● **THE EXERCISE**
Repeat the listing that follows, character for character, minus the pictures.

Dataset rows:
========================================

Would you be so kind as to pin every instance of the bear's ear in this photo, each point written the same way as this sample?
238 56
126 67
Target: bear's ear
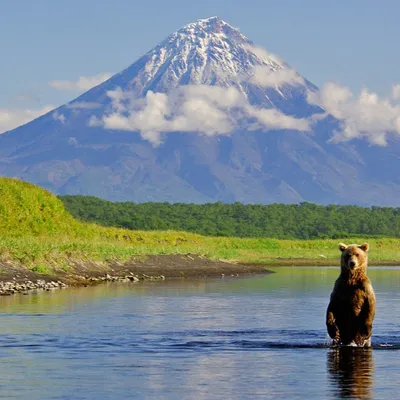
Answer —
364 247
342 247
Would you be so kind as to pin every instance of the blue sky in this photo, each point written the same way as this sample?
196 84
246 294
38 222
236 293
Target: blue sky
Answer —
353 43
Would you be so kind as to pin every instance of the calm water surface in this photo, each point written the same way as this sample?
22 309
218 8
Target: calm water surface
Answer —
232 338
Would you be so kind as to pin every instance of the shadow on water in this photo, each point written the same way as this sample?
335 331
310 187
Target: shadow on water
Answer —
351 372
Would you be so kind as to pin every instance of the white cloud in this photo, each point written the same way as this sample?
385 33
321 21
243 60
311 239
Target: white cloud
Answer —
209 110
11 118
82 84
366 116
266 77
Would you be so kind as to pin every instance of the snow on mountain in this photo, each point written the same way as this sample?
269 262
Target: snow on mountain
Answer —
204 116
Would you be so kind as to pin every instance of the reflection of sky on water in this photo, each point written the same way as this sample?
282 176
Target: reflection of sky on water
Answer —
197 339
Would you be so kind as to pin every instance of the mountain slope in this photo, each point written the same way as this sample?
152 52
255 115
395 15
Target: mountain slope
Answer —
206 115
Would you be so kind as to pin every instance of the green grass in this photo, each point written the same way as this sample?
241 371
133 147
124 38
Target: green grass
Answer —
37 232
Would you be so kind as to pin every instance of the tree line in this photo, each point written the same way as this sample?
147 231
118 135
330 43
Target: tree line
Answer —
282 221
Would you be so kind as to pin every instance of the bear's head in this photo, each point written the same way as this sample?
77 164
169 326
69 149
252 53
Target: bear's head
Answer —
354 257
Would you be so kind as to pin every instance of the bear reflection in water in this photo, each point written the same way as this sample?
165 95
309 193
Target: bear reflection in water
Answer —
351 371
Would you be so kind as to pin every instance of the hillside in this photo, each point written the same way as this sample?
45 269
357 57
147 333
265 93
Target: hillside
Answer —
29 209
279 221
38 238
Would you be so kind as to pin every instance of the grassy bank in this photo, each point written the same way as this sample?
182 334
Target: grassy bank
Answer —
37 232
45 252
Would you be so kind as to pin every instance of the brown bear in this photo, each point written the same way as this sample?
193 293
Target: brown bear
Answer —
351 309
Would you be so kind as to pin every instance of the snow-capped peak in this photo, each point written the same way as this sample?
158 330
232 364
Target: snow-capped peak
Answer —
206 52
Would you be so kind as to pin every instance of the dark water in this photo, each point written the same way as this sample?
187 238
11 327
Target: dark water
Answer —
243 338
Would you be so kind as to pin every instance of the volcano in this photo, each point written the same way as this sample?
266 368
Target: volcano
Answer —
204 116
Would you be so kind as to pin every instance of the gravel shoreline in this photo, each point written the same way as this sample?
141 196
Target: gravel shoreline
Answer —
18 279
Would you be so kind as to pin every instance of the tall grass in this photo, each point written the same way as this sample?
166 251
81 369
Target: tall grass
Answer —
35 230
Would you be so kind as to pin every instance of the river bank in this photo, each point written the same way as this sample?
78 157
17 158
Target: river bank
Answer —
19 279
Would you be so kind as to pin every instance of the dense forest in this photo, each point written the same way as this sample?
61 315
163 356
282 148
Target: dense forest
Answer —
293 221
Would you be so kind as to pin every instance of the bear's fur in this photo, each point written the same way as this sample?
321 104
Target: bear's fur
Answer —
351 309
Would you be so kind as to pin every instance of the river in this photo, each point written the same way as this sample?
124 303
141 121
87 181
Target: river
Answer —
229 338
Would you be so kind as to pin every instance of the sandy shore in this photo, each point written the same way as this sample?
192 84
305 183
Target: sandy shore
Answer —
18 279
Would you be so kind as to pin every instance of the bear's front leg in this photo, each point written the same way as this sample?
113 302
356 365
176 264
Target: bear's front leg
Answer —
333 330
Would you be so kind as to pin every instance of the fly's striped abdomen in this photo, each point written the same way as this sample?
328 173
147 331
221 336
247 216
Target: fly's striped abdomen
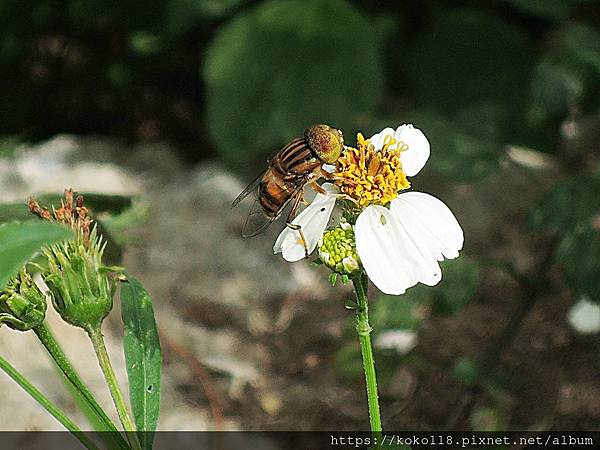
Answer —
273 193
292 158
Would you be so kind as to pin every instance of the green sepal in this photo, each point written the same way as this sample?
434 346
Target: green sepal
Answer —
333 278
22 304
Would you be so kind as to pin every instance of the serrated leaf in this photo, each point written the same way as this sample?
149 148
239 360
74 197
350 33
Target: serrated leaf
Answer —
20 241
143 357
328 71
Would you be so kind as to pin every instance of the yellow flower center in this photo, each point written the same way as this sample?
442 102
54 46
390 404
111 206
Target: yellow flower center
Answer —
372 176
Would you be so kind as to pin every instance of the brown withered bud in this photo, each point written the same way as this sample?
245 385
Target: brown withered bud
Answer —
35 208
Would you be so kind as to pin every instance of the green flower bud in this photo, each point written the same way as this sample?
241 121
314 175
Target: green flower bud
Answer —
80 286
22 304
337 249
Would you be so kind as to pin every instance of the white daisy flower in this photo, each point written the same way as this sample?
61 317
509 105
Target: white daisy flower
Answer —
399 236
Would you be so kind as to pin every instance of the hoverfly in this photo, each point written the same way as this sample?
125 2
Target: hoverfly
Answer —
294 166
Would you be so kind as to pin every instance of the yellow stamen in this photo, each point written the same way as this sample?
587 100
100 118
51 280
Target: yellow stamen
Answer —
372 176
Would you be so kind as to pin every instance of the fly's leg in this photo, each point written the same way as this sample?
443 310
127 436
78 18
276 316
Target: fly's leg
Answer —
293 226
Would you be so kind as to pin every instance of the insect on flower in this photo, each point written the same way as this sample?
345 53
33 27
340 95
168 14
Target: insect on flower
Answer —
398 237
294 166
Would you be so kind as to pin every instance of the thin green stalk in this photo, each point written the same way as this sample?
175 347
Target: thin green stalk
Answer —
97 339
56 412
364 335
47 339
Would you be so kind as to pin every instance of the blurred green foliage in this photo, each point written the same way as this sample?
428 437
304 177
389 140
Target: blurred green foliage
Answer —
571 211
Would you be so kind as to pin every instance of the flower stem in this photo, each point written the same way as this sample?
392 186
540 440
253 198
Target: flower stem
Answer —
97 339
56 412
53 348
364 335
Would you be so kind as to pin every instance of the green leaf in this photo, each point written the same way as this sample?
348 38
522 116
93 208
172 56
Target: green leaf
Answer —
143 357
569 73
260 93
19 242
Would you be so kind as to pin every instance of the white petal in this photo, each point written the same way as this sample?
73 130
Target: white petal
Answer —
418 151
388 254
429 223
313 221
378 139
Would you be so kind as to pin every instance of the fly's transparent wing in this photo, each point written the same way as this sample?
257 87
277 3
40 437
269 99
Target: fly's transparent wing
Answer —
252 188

========================================

● **EXERCISE ANSWER**
Would you be so kind as to pin every instance of the bear's ear in this photo, each point written the same way as this sample?
238 56
126 67
Target: bear's ear
Answer —
364 247
342 247
Would you be so kind as to pin every instance of the blue sky in this photo, each point written the same way as this sample?
196 84
246 294
38 222
236 293
Target: blue sky
Answer —
353 43
Would you be so kind as to pin every instance of the calm water surface in this photo, each point written the same way as this sample?
22 309
218 8
Target: calm water surface
Answer —
232 338
Would you be so kind as to pin every instance of the shadow on water in this photo, each point written the same way as this sample?
335 331
310 187
Target: shadow on water
Answer —
351 372
Would you be so kind as to pin every instance of the white cloud in this photo, each point written the same way as this sample?
385 33
321 21
243 60
311 239
Target: white cloud
Answer —
209 110
11 118
82 84
366 116
266 77
Would you be so kind as to pin every instance of the snow on mountain in this photo, each point written the same way as this sample?
269 262
Target: snow on mountain
Answer —
204 116
Would you be so kind as to pin every instance of the reflection of sky on water in this photo, each point written the same way as this sample?
282 176
Target: reflection of sky on water
Answer —
197 339
Would you be so kind as to pin every instance of the mountain slope in this photo, each point written the same way as this sample?
152 52
255 115
395 15
Target: mountain slope
Answer —
206 115
Would you be so kind as to pin every instance of the green grass in this photo, each point written the same way as this sample?
241 371
133 147
124 38
Target: green grass
Answer —
37 232
Would you be so kind as to pin every instance of the tree line in this photo, each point written the same way as this sample?
147 231
118 135
330 43
Target: tree line
Answer —
282 221
Would you be so kind as to pin every instance of the bear's head in this photo, each point written the same way as this sample?
77 164
169 326
69 149
252 53
Target: bear's head
Answer —
354 257
Would you be so kind as to pin every instance of the bear reflection in water in this photo, each point written the same way as this sample?
165 95
309 193
Target: bear reflection in water
Answer —
351 371
Would you be so kind as to pin every instance of the hillside in this photo, each point written the same way as this sample?
45 269
357 57
147 333
265 93
Target: hillside
Answer —
29 209
279 221
38 238
Would you be so kind as to pin every instance of the grassy bank in this photo, each point written the same way as this sample?
182 334
Target: grassy bank
Answer —
37 232
45 252
Would you be so kind as to pin every instance of the brown bear in this photo, each point written the same way as this sample?
193 293
Target: brown bear
Answer —
351 309
Would you be so kind as to pin every instance of the snow-capped peak in this photo, each point written the same way as this sample?
158 330
232 364
Target: snow-capped peak
Answer —
206 52
Would you be so kind as to pin every instance of the dark water in this photo, each point written the same way as this sample?
187 238
11 327
Target: dark water
Answer —
243 338
Would you be so kind as to pin every instance of the volcano in this photo, each point written the same way as this sample?
266 368
Target: volcano
Answer —
204 116
Would you be so kind as to pin every instance of the gravel shoreline in this photo, each point written the same way as this sample?
141 196
Target: gravel shoreline
Answer —
18 279
Would you be so kind as to pin every instance of the tall grass in this photo, each point written the same way as this sample?
166 251
81 369
Target: tall grass
Answer —
35 230
Would you be so kind as to pin every instance of the river bank in this photo, each point written the same way as this sample?
78 157
17 158
Target: river bank
Answer —
19 279
Would you be so kind as to pin every instance of the dense forest in this photo, each point written the same way as this sample?
61 315
163 356
282 148
Target: dense forest
Answer —
293 221
Would you be so kind as to pin every instance of the bear's fur in this photo, each point written the same way as this sample?
321 104
Target: bear's fur
Answer —
351 309
Would you be so kind as to pin every instance of the river in this photo, each point written the same way as this sample?
124 303
141 121
87 181
Target: river
Answer —
229 338
Would you be so kind as to pin every instance of the sandy shore in this photo, each point written the same way as this sample?
192 84
305 183
Target: sandy shore
Answer —
18 279
Would you be so kind as to pin every instance of the bear's front leg in this photo, each point written the same way as this sample?
113 302
356 365
176 264
Target: bear's front leg
Answer —
333 330
Would you be so kind as to pin every instance of the fly's striped abdomen in this photo, each point written the same way as this sample?
328 173
147 331
221 336
247 216
Target: fly's striped abdomen
Answer —
273 193
292 158
Would you be so kind as to pin every instance of the green sepal in this photo, each point written the same way as this sample?
434 346
Target: green sepal
Answer —
333 278
22 304
Would you be so kind as to pin every instance of the serrated leaf in this photo, each point written the same way as this sample?
149 148
239 360
74 197
350 33
Target: serrated leaf
Answer —
20 241
143 357
328 71
Would you be so kind as to pin every instance of the yellow flower center in this photo, each point written the same way as this sample?
442 102
54 46
390 404
111 206
Target: yellow flower center
Answer —
372 176
Would you be so kind as to pin every instance of the brown withered bud in this photo, each point written the same way as this sample?
245 385
Target: brown withered bud
Answer —
35 208
Would you be so kind as to pin every instance of the green flower bud in this photo, each point written the same way as this sample?
241 121
314 175
Target: green flower bud
Answer —
80 286
22 304
337 249
Would you be so kind as to pin every instance of the white daisy flower in this photo, each point written the same way as this sample?
61 317
509 105
Target: white daisy flower
Answer —
399 236
Would you be so kind as to pin every instance of the hoverfly in this photo, each point written the same way as this sample?
125 2
Target: hoverfly
Answer —
294 166
Would you be so kind as to pin every instance of the yellow stamen in this photo, each point written the same way as this sample?
587 100
100 118
51 280
Target: yellow stamen
Answer —
372 176
Would you be so kind as to pin every instance of the fly's leg in this photo, each point written the same way as this sample?
443 310
127 436
78 18
276 316
Target: fly's leg
Answer —
293 226
Would you be so kind as to pin every instance of the insect on flower in this photo, each point written the same way as this sample?
345 53
33 27
340 95
168 14
Target: insect on flower
Answer —
398 237
294 166
Would you be so kind as to pin every instance of the thin green stalk in this photo, each point written the same way as this sample?
175 347
Target: thin green stalk
Answer —
97 339
56 412
364 335
47 339
Would you be so kind as to pin every instance of the blurred green foliage in this photo, each point written the same way as this sample?
428 437
304 177
389 140
Target: blurred green foliage
Answer —
571 211
Would you be so kind as to pin every instance of the flower stem in this photo, each point written the same way as this sample?
392 186
540 440
253 198
Target: flower stem
Answer —
97 339
56 412
53 348
364 335
Would you be so kind as to pin every instance of the green leaf in this photo, each point written the same way as this sample?
348 38
522 116
93 208
172 56
Target: green leaf
Answer —
143 357
569 73
260 93
19 242
Would you be so kind as to pin every instance of the white petal in this photo, each point written the same way as this sample?
73 130
Target: white petal
Answer —
418 151
388 254
429 223
313 221
378 139
Would you be so kind as to pin every instance of the fly's transparent wing in this photo, each point written the same way as this sample?
257 87
277 3
40 437
269 99
Target: fly's transparent wing
Answer —
252 188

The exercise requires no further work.